■ Point localization data
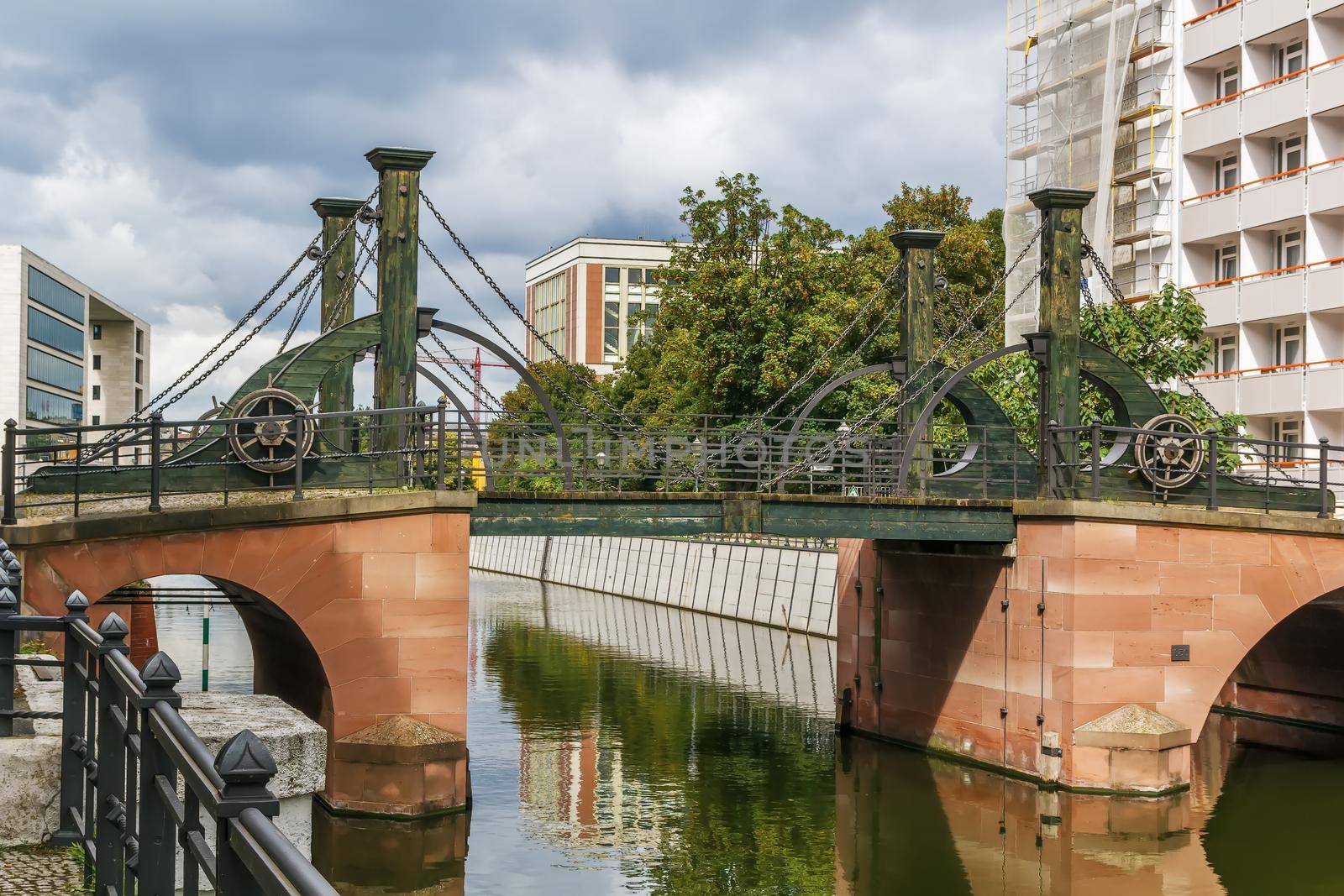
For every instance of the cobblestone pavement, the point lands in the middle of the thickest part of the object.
(39, 872)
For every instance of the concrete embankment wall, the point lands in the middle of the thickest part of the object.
(785, 586)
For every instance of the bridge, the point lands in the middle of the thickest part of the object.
(1065, 600)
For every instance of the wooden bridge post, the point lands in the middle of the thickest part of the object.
(1061, 297)
(917, 327)
(336, 391)
(398, 257)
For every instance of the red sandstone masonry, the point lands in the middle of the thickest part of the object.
(1117, 597)
(382, 600)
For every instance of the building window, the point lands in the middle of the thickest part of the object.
(1290, 60)
(1288, 430)
(1225, 354)
(1290, 155)
(631, 304)
(612, 315)
(54, 371)
(49, 407)
(46, 329)
(1226, 174)
(54, 295)
(1225, 262)
(549, 311)
(1288, 345)
(1288, 250)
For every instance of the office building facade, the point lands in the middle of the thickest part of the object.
(591, 298)
(67, 354)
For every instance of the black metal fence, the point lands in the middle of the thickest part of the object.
(124, 748)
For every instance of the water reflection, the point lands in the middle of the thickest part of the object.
(624, 747)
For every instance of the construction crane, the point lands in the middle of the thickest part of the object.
(477, 367)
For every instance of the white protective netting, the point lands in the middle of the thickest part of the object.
(1068, 69)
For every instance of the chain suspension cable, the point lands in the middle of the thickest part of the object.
(300, 309)
(461, 365)
(1155, 344)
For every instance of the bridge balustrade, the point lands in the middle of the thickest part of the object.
(123, 748)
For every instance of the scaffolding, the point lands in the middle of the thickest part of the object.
(1089, 107)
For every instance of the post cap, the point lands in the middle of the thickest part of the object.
(160, 672)
(336, 207)
(398, 157)
(113, 627)
(917, 238)
(1061, 197)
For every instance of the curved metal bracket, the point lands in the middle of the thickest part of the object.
(824, 392)
(927, 414)
(470, 422)
(566, 465)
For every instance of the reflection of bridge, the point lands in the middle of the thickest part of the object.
(1014, 589)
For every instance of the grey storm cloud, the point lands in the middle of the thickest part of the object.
(167, 152)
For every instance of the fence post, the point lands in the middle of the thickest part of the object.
(300, 414)
(246, 768)
(8, 647)
(441, 437)
(73, 708)
(1213, 469)
(1095, 437)
(158, 833)
(8, 472)
(109, 851)
(156, 418)
(1326, 479)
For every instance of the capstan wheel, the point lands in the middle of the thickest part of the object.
(1171, 453)
(269, 445)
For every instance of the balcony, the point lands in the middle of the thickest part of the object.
(1326, 389)
(1274, 103)
(1326, 286)
(1326, 187)
(1220, 304)
(1273, 199)
(1267, 16)
(1209, 217)
(1214, 31)
(1270, 392)
(1327, 85)
(1273, 296)
(1211, 125)
(1221, 392)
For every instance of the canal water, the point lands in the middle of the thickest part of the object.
(622, 747)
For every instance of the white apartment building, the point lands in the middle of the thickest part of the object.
(591, 298)
(1215, 136)
(67, 354)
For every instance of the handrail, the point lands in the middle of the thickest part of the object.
(1281, 175)
(1269, 369)
(1211, 13)
(1267, 273)
(124, 746)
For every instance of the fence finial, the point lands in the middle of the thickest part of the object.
(113, 629)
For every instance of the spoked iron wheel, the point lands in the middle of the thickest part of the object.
(1173, 454)
(269, 446)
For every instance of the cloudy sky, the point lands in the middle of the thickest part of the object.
(167, 152)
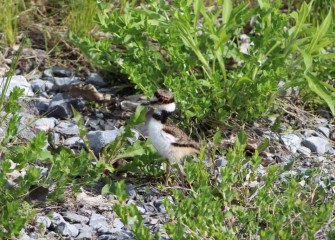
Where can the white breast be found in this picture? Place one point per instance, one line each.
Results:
(160, 140)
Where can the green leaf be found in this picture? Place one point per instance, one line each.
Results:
(242, 138)
(105, 189)
(321, 31)
(317, 87)
(227, 9)
(264, 145)
(307, 60)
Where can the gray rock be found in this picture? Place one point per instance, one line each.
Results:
(25, 131)
(73, 217)
(67, 128)
(65, 82)
(17, 81)
(45, 124)
(59, 107)
(99, 223)
(62, 227)
(55, 137)
(135, 137)
(128, 105)
(85, 232)
(74, 142)
(332, 135)
(324, 130)
(291, 141)
(95, 79)
(130, 190)
(39, 85)
(331, 151)
(59, 71)
(99, 139)
(304, 150)
(25, 236)
(310, 133)
(45, 221)
(159, 205)
(41, 104)
(149, 207)
(317, 144)
(118, 224)
(117, 235)
(52, 235)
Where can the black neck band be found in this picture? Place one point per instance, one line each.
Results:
(162, 116)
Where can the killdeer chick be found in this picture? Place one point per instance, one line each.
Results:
(170, 141)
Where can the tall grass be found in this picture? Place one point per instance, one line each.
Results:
(9, 16)
(81, 16)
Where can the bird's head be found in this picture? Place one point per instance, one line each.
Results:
(162, 101)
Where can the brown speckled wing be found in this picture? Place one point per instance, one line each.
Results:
(182, 139)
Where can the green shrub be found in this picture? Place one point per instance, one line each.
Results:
(243, 204)
(188, 47)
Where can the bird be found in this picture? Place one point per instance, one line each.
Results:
(169, 140)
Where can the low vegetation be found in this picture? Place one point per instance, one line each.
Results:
(192, 47)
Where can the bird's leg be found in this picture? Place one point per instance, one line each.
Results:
(182, 175)
(167, 172)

■ Work instructions
Write out the entries again word for word. Do not include the pictures.

■ Exercise answer
For every instance of the cobblestone pavement, the point lands in the middle of the thickest part of the object.
(39, 872)
For every instance of the concrete embankment wall, the point lands in the middle of the thickest part of the object.
(785, 586)
For every instance of the bridge, the point lands in the middle of the thickest part of the object.
(1065, 600)
For every instance of the wooden bridge post, the point lands in the middle of the thickest part of the object.
(1061, 297)
(917, 327)
(336, 391)
(398, 257)
For every instance of the red sandstone masonry, the point lands in the middle of the thickest part of the object.
(1117, 597)
(382, 600)
For every instance of the building window, the point lands in the middle of the thickest part of the object.
(1290, 60)
(1288, 430)
(1225, 354)
(1290, 155)
(631, 304)
(612, 315)
(54, 371)
(49, 407)
(46, 329)
(1226, 174)
(54, 295)
(1225, 262)
(549, 311)
(1288, 345)
(1288, 250)
For every instance of the office building facade, the point lands in the middle of the thickest part of the object.
(591, 298)
(67, 354)
For every instance of the black metal fence, the point lands in the middle of the thickest part of the object.
(124, 748)
For every instance of the water reflection, the point lands in the middle of the thickest part of the object.
(624, 747)
For every instance of the construction crane, the point lands in the middle of the thickest part of the object.
(477, 367)
For every instance of the white protective netting, the point lands in the middle of the thickest part of the object.
(1068, 69)
For every instance of the chain suspension cable, the point lands in the middle of the thickest part of the object.
(300, 309)
(461, 365)
(1155, 344)
For every instance of the bridge balustrade, the point lands in the middle of the thickest part of the object.
(123, 748)
For every instance of the scaffolding, the point lands in the middle of the thickest part of the object.
(1089, 107)
For every instance of the post cap, the point lands in the middle of the thickest part of the object.
(160, 672)
(336, 207)
(398, 157)
(113, 627)
(917, 238)
(1061, 197)
For every instance of the curved metal bracket, the point lands in the middle of the thickest part of the object.
(824, 392)
(927, 414)
(470, 422)
(566, 465)
For every instance of the reflection of bridge, the point lands in the middle of the thickest part of the object.
(1014, 589)
For every instance of the grey storm cloud, the point lands in the middle of the thickest part of the object.
(167, 152)
For every instance of the fence post, the point lands in the middle of the thickest part of the object.
(300, 414)
(246, 768)
(8, 647)
(441, 437)
(73, 708)
(1213, 469)
(1095, 437)
(158, 833)
(8, 472)
(109, 851)
(156, 418)
(1326, 479)
For every instance of the capstan wheel, the point lands in the middle of the thickest part of the object.
(1171, 453)
(269, 445)
For every instance of the balcony, the point lands in the middle of the thickest part of the object.
(1326, 389)
(1274, 103)
(1326, 286)
(1326, 187)
(1220, 304)
(1273, 199)
(1267, 16)
(1209, 217)
(1214, 31)
(1270, 392)
(1327, 85)
(1273, 296)
(1211, 125)
(1221, 392)
For every instance of the canal water, the point lands in the middle of the thickest part of the object.
(622, 747)
For every instance of the white apartment building, the point lands in the middle of the thickest part of the object.
(591, 298)
(1215, 136)
(67, 354)
For every instance of the handrail, the point lands in the middle of the thickest part of the object.
(1281, 175)
(1269, 369)
(1211, 13)
(1267, 273)
(124, 746)
For every instance of the fence finial, the point lands in the middle of the thickest part of the object.
(113, 629)
For every instance of the spoked iron wheel, the point lands in the middle of the thickest part of the object.
(1173, 454)
(269, 446)
For every instance of the cloudy sky, the point lands in the middle of the thickest part of the object.
(167, 152)
Where can the white breast be found in this picture? Place one point per instance, one line each.
Results:
(160, 140)
Where can the green leaf be found in this picture? Place one point per instance, one line each.
Results:
(242, 138)
(105, 189)
(321, 31)
(317, 87)
(227, 9)
(264, 145)
(307, 60)
Where can the gray rock be found in this picture? Place one point per instance, one line each.
Results:
(25, 131)
(73, 217)
(67, 128)
(65, 82)
(17, 81)
(45, 124)
(59, 107)
(99, 223)
(62, 227)
(55, 137)
(135, 137)
(128, 105)
(85, 232)
(74, 142)
(332, 135)
(324, 130)
(291, 141)
(95, 79)
(130, 190)
(39, 85)
(331, 151)
(59, 71)
(99, 139)
(304, 150)
(25, 236)
(310, 133)
(45, 221)
(159, 205)
(41, 104)
(149, 207)
(317, 144)
(118, 224)
(117, 235)
(52, 235)
Where can the black neck band be found in this picture? Place one point per instance, one line each.
Results:
(162, 116)
Where can the killdeer chick be found in this picture? Place one point per instance, one line each.
Results:
(170, 141)
Where can the tall grass be found in this picture? Place one point per instance, one line each.
Results:
(9, 16)
(81, 16)
Where can the bird's head be found in this picture? Place one point per instance, one line each.
Results:
(162, 101)
Where can the brown speckled wing be found in this picture? Place one point per instance, one line each.
Results:
(182, 139)
Where can the green shrub be found in this picture? Place one point per instance, one line each.
Results:
(243, 204)
(188, 47)
Where can the bird be found in this picture? Place one point per instance, one line each.
Results:
(169, 140)
Where can the low vegetation be found in this picture? Place one point per instance, one line each.
Results:
(192, 47)
Where can the bird's leg be found in this picture? Place one point per instance, one line each.
Results:
(182, 175)
(167, 172)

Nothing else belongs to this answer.